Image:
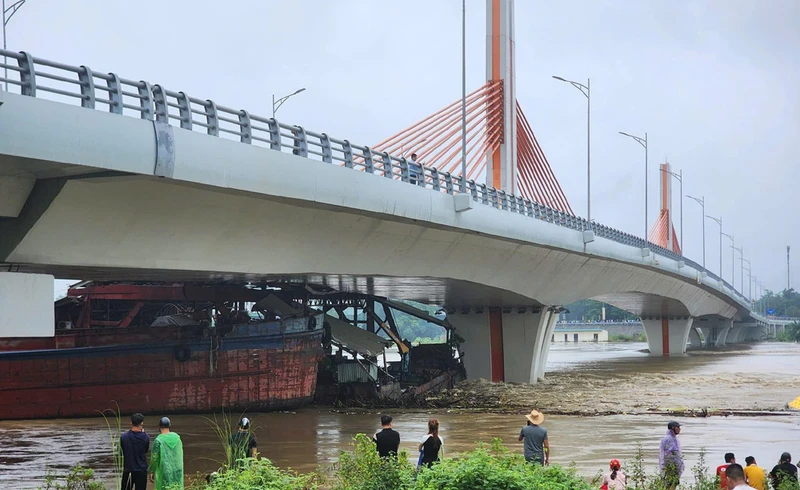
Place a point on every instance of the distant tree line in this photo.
(589, 310)
(785, 303)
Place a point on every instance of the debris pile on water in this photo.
(586, 393)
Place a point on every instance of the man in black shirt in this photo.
(387, 440)
(783, 471)
(135, 443)
(243, 443)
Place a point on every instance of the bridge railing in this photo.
(41, 78)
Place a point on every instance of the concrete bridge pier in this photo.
(26, 305)
(667, 335)
(505, 344)
(694, 338)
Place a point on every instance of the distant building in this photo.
(576, 333)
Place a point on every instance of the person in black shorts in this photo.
(135, 443)
(387, 440)
(243, 444)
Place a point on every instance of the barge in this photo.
(163, 349)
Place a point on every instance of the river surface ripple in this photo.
(312, 437)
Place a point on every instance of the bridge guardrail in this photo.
(141, 99)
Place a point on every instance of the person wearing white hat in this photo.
(537, 447)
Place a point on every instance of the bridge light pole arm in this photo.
(587, 92)
(276, 104)
(643, 142)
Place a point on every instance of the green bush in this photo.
(259, 474)
(492, 468)
(363, 469)
(496, 468)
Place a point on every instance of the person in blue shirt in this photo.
(134, 444)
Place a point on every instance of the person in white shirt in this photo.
(735, 477)
(414, 170)
(431, 445)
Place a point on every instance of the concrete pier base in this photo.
(667, 336)
(26, 305)
(505, 345)
(694, 338)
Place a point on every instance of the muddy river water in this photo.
(765, 375)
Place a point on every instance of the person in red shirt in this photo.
(721, 469)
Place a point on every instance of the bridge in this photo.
(106, 177)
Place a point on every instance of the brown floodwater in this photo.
(312, 438)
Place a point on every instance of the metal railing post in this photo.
(27, 75)
(184, 111)
(160, 101)
(212, 118)
(327, 150)
(146, 101)
(114, 94)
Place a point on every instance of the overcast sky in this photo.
(714, 83)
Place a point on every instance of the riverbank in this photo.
(737, 380)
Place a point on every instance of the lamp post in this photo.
(643, 142)
(6, 18)
(749, 278)
(463, 96)
(276, 104)
(586, 90)
(719, 222)
(678, 176)
(741, 256)
(702, 203)
(733, 259)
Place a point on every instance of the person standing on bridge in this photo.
(166, 459)
(536, 447)
(670, 459)
(415, 173)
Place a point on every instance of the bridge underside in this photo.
(502, 295)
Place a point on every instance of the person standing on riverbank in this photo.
(166, 459)
(614, 479)
(536, 447)
(134, 444)
(387, 440)
(431, 444)
(721, 470)
(243, 444)
(784, 471)
(755, 475)
(734, 478)
(670, 459)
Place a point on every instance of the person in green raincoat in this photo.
(166, 458)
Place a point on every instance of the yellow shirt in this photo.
(756, 477)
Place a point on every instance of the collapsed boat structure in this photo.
(193, 348)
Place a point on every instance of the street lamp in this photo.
(7, 17)
(702, 203)
(463, 96)
(749, 277)
(719, 222)
(276, 104)
(586, 90)
(733, 275)
(678, 176)
(741, 256)
(643, 142)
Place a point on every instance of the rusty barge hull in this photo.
(256, 367)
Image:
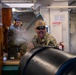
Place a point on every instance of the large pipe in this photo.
(47, 61)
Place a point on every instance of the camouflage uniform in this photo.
(48, 40)
(11, 40)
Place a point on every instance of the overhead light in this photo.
(20, 5)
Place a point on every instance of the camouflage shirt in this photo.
(48, 40)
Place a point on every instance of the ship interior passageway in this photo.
(60, 19)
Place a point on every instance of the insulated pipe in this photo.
(47, 61)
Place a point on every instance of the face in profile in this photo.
(41, 30)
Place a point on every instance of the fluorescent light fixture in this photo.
(20, 5)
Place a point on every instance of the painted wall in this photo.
(58, 15)
(73, 33)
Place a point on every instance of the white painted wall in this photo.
(73, 33)
(50, 18)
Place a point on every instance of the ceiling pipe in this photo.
(59, 7)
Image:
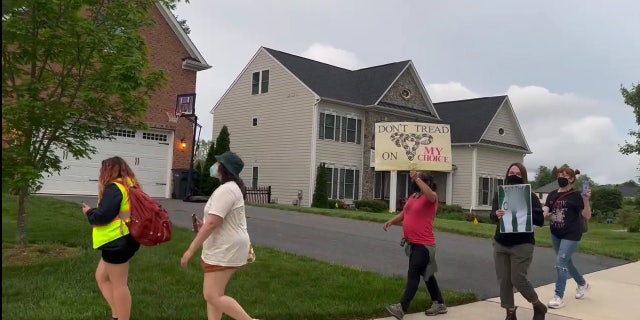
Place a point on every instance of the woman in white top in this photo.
(223, 237)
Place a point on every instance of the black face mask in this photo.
(413, 187)
(563, 182)
(513, 179)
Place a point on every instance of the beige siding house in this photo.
(287, 114)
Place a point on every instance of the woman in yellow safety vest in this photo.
(111, 235)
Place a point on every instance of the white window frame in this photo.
(255, 177)
(262, 84)
(494, 182)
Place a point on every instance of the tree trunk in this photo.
(21, 237)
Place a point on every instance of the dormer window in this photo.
(260, 82)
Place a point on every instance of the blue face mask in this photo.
(213, 171)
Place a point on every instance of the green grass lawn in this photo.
(54, 277)
(601, 239)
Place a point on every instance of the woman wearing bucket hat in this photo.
(226, 250)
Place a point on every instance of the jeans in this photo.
(512, 264)
(418, 261)
(564, 265)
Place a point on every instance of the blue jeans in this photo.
(564, 265)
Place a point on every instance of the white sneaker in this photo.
(556, 303)
(581, 291)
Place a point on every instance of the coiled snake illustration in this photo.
(410, 142)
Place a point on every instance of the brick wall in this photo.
(166, 52)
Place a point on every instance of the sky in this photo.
(560, 62)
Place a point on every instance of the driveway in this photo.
(465, 263)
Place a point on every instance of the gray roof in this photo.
(363, 86)
(469, 118)
(547, 188)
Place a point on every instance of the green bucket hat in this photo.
(231, 162)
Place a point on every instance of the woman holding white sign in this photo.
(417, 219)
(513, 250)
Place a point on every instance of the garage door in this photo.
(148, 152)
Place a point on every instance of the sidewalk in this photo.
(613, 296)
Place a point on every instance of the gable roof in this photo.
(363, 87)
(469, 118)
(195, 61)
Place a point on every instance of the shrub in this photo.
(370, 205)
(320, 198)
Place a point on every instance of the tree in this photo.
(606, 199)
(632, 98)
(543, 177)
(221, 146)
(71, 71)
(320, 198)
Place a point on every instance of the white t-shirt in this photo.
(228, 245)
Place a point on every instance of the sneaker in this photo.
(436, 309)
(396, 310)
(581, 291)
(556, 303)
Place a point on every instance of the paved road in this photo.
(465, 263)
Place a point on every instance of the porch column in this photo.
(393, 188)
(449, 197)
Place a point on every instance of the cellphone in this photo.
(194, 222)
(585, 187)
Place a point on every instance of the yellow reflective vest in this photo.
(117, 227)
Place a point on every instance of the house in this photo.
(287, 114)
(156, 153)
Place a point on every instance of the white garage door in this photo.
(147, 152)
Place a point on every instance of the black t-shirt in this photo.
(566, 214)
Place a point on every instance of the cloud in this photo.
(564, 128)
(333, 56)
(449, 91)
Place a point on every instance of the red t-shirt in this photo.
(418, 220)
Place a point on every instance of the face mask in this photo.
(563, 182)
(213, 171)
(513, 179)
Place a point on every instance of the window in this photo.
(154, 136)
(260, 82)
(340, 128)
(264, 83)
(486, 189)
(343, 183)
(254, 178)
(382, 185)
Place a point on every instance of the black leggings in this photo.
(418, 261)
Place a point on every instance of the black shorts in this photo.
(123, 253)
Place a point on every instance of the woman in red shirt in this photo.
(417, 218)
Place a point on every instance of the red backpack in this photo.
(150, 224)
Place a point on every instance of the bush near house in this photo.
(629, 218)
(336, 204)
(371, 205)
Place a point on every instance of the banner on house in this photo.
(515, 200)
(412, 146)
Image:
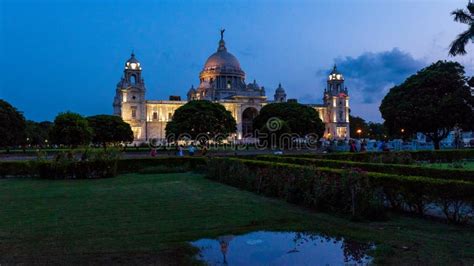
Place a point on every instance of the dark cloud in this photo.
(370, 75)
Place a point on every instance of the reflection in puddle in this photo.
(282, 248)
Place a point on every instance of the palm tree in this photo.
(458, 46)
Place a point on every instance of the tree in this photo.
(12, 125)
(276, 134)
(458, 46)
(71, 129)
(301, 119)
(38, 133)
(358, 127)
(377, 131)
(200, 117)
(433, 102)
(109, 129)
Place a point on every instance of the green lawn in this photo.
(148, 218)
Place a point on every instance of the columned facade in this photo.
(221, 80)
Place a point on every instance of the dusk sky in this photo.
(69, 55)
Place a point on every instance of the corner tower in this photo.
(336, 100)
(129, 102)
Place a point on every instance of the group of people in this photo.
(383, 146)
(180, 151)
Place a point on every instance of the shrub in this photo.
(403, 157)
(398, 169)
(136, 164)
(343, 190)
(87, 164)
(163, 169)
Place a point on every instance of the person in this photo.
(352, 146)
(384, 146)
(191, 149)
(363, 146)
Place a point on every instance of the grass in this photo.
(149, 219)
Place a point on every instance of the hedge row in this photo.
(403, 157)
(340, 190)
(398, 169)
(136, 164)
(91, 169)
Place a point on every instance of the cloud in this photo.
(370, 75)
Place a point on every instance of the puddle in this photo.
(282, 248)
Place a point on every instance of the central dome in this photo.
(222, 59)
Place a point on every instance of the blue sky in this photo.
(69, 55)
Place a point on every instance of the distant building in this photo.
(221, 80)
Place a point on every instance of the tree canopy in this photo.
(433, 102)
(109, 129)
(301, 119)
(201, 117)
(458, 46)
(358, 123)
(12, 125)
(37, 133)
(71, 129)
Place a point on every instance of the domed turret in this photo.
(280, 94)
(335, 75)
(132, 63)
(191, 93)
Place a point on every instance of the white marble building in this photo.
(221, 80)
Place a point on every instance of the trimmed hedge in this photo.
(398, 169)
(319, 187)
(78, 169)
(134, 165)
(402, 157)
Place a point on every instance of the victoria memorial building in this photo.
(221, 80)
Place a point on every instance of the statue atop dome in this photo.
(222, 34)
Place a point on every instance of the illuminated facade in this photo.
(222, 80)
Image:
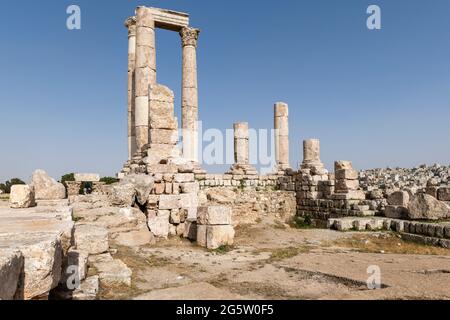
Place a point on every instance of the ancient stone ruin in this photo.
(163, 192)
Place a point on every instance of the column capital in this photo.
(130, 24)
(189, 36)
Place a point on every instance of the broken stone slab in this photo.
(47, 188)
(122, 194)
(88, 289)
(11, 267)
(425, 207)
(42, 253)
(87, 177)
(190, 230)
(91, 239)
(21, 196)
(111, 271)
(143, 184)
(134, 238)
(202, 235)
(399, 198)
(217, 236)
(75, 265)
(159, 225)
(214, 215)
(396, 212)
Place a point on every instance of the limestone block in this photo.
(11, 264)
(91, 238)
(87, 177)
(343, 164)
(113, 272)
(444, 194)
(46, 188)
(217, 236)
(122, 194)
(168, 122)
(214, 215)
(344, 185)
(161, 93)
(88, 289)
(74, 266)
(135, 238)
(42, 253)
(168, 202)
(201, 235)
(21, 196)
(346, 174)
(426, 207)
(184, 177)
(163, 136)
(189, 187)
(159, 225)
(399, 198)
(143, 185)
(396, 212)
(190, 230)
(188, 200)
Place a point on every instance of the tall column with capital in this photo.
(130, 24)
(189, 95)
(281, 126)
(145, 72)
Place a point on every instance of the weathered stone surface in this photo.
(221, 195)
(143, 184)
(47, 188)
(135, 238)
(111, 272)
(201, 235)
(426, 207)
(21, 196)
(348, 174)
(91, 239)
(122, 194)
(399, 198)
(190, 230)
(214, 215)
(168, 202)
(159, 225)
(87, 177)
(11, 265)
(42, 253)
(74, 266)
(88, 289)
(444, 194)
(396, 212)
(217, 236)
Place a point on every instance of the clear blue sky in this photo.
(377, 98)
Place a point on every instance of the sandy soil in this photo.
(274, 261)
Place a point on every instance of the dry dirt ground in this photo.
(273, 261)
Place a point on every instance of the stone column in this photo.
(189, 95)
(241, 144)
(281, 126)
(311, 151)
(130, 24)
(145, 74)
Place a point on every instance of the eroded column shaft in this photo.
(189, 96)
(281, 126)
(145, 72)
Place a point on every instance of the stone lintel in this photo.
(169, 19)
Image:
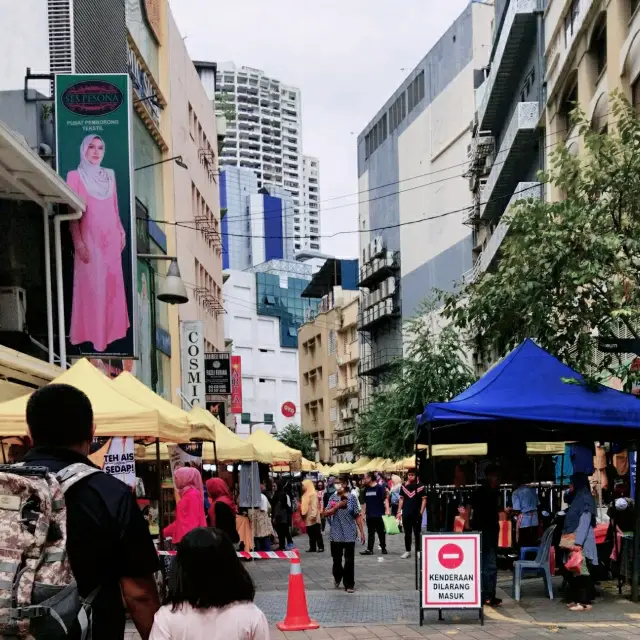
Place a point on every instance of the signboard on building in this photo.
(93, 150)
(217, 370)
(192, 349)
(288, 409)
(236, 384)
(451, 571)
(217, 410)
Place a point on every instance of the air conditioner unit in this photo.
(13, 309)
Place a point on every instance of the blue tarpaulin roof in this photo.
(529, 386)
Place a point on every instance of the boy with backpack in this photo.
(72, 539)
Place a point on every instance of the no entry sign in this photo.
(451, 571)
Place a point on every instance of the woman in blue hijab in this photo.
(580, 522)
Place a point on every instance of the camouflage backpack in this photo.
(38, 594)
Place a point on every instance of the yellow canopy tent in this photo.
(114, 413)
(267, 445)
(201, 428)
(359, 464)
(306, 465)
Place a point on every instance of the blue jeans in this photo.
(489, 567)
(263, 544)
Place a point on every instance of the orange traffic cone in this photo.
(297, 618)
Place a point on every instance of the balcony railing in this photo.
(523, 191)
(518, 27)
(503, 177)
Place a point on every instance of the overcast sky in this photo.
(347, 57)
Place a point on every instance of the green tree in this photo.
(434, 369)
(568, 270)
(293, 436)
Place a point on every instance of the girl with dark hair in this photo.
(578, 533)
(203, 607)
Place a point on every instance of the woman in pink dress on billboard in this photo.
(99, 312)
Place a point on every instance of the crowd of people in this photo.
(114, 559)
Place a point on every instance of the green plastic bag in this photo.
(390, 525)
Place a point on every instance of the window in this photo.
(332, 342)
(599, 43)
(415, 91)
(571, 21)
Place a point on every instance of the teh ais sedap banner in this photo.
(93, 147)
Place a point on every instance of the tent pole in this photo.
(635, 579)
(160, 502)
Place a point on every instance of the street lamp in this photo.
(173, 290)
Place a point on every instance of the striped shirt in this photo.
(343, 521)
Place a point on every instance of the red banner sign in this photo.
(236, 384)
(288, 409)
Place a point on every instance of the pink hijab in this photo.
(188, 478)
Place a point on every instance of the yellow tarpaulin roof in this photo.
(229, 446)
(137, 391)
(268, 445)
(360, 464)
(114, 414)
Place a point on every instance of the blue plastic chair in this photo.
(542, 564)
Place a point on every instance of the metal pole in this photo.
(635, 580)
(47, 281)
(160, 503)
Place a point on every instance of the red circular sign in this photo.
(450, 556)
(288, 409)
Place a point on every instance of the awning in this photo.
(25, 176)
(268, 445)
(114, 414)
(200, 427)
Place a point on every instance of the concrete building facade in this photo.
(258, 222)
(329, 358)
(196, 194)
(264, 310)
(411, 166)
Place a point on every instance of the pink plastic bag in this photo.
(574, 563)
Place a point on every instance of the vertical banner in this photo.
(236, 384)
(192, 348)
(93, 151)
(217, 370)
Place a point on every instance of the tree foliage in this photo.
(293, 436)
(433, 370)
(568, 270)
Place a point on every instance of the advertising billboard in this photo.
(217, 369)
(93, 151)
(236, 384)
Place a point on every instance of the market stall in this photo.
(529, 396)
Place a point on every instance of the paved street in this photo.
(385, 605)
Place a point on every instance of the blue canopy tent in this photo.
(529, 387)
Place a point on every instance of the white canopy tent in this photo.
(25, 176)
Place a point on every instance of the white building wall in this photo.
(269, 372)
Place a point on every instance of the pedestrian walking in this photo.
(376, 505)
(413, 502)
(222, 510)
(108, 541)
(345, 521)
(210, 594)
(282, 515)
(485, 503)
(310, 510)
(578, 530)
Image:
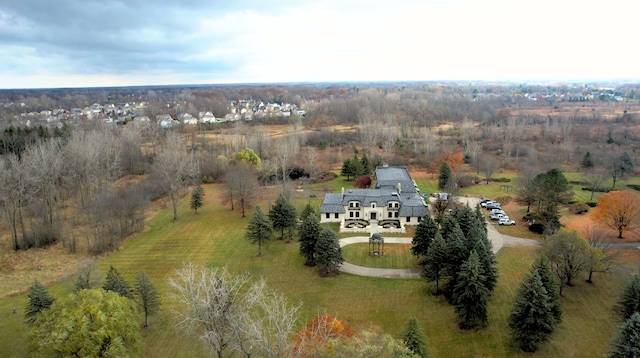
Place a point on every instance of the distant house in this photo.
(393, 203)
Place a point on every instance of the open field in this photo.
(215, 237)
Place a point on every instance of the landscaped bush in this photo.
(579, 208)
(635, 187)
(537, 228)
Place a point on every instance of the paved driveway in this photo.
(497, 239)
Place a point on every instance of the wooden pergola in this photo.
(376, 245)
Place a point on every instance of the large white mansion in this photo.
(393, 203)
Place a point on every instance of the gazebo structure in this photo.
(376, 245)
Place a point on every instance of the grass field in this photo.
(215, 237)
(395, 256)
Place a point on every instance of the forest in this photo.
(85, 170)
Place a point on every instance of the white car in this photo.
(506, 221)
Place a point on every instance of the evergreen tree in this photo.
(488, 263)
(425, 232)
(457, 254)
(283, 216)
(38, 300)
(348, 170)
(328, 251)
(414, 340)
(308, 236)
(550, 283)
(531, 320)
(82, 282)
(630, 301)
(587, 161)
(470, 294)
(626, 344)
(308, 210)
(146, 296)
(259, 231)
(444, 177)
(435, 262)
(114, 282)
(366, 164)
(197, 198)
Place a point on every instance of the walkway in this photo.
(497, 239)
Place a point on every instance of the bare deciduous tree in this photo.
(177, 167)
(232, 315)
(241, 187)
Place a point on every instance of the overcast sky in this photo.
(81, 43)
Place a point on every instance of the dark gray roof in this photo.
(411, 204)
(389, 177)
(332, 203)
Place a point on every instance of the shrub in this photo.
(579, 208)
(635, 187)
(537, 228)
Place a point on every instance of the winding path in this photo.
(497, 239)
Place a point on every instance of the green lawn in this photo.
(215, 237)
(395, 256)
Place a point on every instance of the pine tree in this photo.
(425, 232)
(328, 251)
(283, 216)
(146, 296)
(435, 262)
(444, 177)
(259, 231)
(630, 301)
(587, 161)
(197, 198)
(550, 283)
(308, 236)
(414, 340)
(82, 282)
(114, 282)
(38, 301)
(531, 320)
(470, 294)
(627, 341)
(489, 265)
(457, 254)
(348, 169)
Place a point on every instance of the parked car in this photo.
(485, 203)
(506, 221)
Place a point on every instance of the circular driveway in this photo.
(497, 241)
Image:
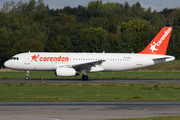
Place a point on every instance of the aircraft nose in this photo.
(7, 64)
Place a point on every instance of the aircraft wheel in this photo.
(27, 78)
(85, 77)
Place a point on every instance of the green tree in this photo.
(27, 44)
(63, 19)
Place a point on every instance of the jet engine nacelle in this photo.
(65, 72)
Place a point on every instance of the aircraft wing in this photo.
(87, 65)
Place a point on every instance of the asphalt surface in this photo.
(91, 81)
(85, 110)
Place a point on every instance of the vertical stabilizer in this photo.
(160, 42)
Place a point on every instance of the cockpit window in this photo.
(14, 58)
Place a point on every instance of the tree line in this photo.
(97, 27)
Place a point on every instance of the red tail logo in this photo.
(160, 42)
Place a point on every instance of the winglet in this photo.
(160, 42)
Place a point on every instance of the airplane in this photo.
(72, 64)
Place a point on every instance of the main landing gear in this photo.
(84, 77)
(27, 75)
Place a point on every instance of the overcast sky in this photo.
(158, 5)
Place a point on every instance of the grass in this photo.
(103, 75)
(88, 92)
(164, 71)
(153, 118)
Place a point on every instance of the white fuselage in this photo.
(42, 61)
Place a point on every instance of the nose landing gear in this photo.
(27, 75)
(84, 77)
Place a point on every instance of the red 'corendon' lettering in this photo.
(51, 59)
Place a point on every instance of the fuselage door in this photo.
(27, 59)
(139, 60)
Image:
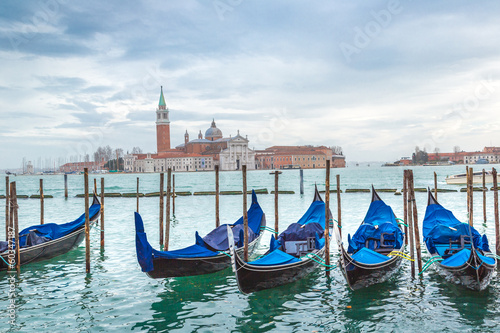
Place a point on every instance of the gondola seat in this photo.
(384, 245)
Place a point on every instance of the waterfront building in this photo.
(200, 154)
(298, 157)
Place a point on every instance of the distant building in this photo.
(80, 166)
(297, 157)
(193, 155)
(30, 170)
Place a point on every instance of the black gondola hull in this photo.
(167, 268)
(359, 275)
(468, 275)
(254, 278)
(50, 249)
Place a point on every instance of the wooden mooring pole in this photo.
(15, 222)
(409, 221)
(467, 180)
(162, 207)
(217, 219)
(435, 185)
(276, 215)
(65, 186)
(301, 181)
(41, 202)
(339, 206)
(245, 214)
(167, 211)
(484, 195)
(471, 197)
(405, 206)
(173, 195)
(87, 222)
(102, 213)
(327, 218)
(137, 195)
(495, 204)
(7, 208)
(416, 231)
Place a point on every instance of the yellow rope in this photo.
(401, 254)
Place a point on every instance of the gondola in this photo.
(297, 252)
(375, 250)
(459, 248)
(46, 241)
(206, 256)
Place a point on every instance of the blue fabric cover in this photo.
(381, 215)
(367, 256)
(53, 231)
(436, 229)
(203, 247)
(146, 254)
(315, 213)
(460, 258)
(274, 244)
(298, 232)
(217, 238)
(276, 257)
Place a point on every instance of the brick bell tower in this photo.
(162, 126)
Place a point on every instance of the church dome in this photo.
(213, 133)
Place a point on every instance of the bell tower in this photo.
(162, 126)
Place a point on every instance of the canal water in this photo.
(58, 296)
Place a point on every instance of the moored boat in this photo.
(461, 178)
(375, 250)
(206, 256)
(459, 247)
(46, 241)
(296, 253)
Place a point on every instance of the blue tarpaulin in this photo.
(460, 258)
(309, 225)
(276, 257)
(379, 219)
(440, 225)
(216, 239)
(51, 231)
(367, 256)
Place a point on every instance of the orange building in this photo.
(297, 157)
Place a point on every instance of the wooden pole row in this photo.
(41, 202)
(495, 204)
(7, 208)
(167, 212)
(484, 195)
(14, 224)
(87, 221)
(416, 230)
(245, 214)
(339, 215)
(327, 218)
(102, 213)
(162, 207)
(217, 220)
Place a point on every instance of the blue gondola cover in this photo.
(379, 219)
(440, 225)
(51, 231)
(208, 246)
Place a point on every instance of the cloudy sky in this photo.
(375, 77)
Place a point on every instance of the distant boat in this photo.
(460, 248)
(461, 179)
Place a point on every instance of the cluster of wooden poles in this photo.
(410, 211)
(411, 214)
(11, 216)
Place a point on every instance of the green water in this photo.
(57, 295)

:: To do ::
Return, unchanged, each line from the line containing "Place a point on every instance of the brick bell" through the last line of the material.

:: Problem solution ::
Place a point on every instance of the brick bell tower in this photo.
(162, 126)
Place a point on every instance of the church dome in this photo.
(213, 133)
Place a point on every instance of the bell tower in this photo.
(162, 126)
Place a point on every instance of the canal water in this photo.
(58, 296)
Place a point on every instance of the moored boat in this photo.
(461, 178)
(375, 250)
(206, 256)
(459, 247)
(46, 241)
(296, 253)
Place a point on every instance of the blue tarpaulin in this photo.
(460, 258)
(309, 225)
(276, 257)
(379, 219)
(440, 225)
(216, 239)
(51, 231)
(367, 256)
Place a point on every instance of the orange building in this photo.
(297, 157)
Place a point on every instance of the wooden pole row in this photo.
(41, 202)
(495, 204)
(7, 208)
(167, 212)
(484, 195)
(14, 224)
(87, 221)
(416, 230)
(245, 214)
(339, 215)
(327, 218)
(102, 213)
(162, 207)
(217, 220)
Place a point on every instance of the blue gondola cover in this photo.
(379, 219)
(440, 225)
(51, 231)
(208, 246)
Place a point on every instance of the cloudy sky in this photo.
(375, 77)
Place a point on every instance of the distant boat in this photo.
(460, 248)
(461, 179)
Place a point on every instance of the cluster of wooden poles in this photo.
(410, 211)
(411, 214)
(11, 216)
Place a point on every instance of the green water in this photo.
(57, 295)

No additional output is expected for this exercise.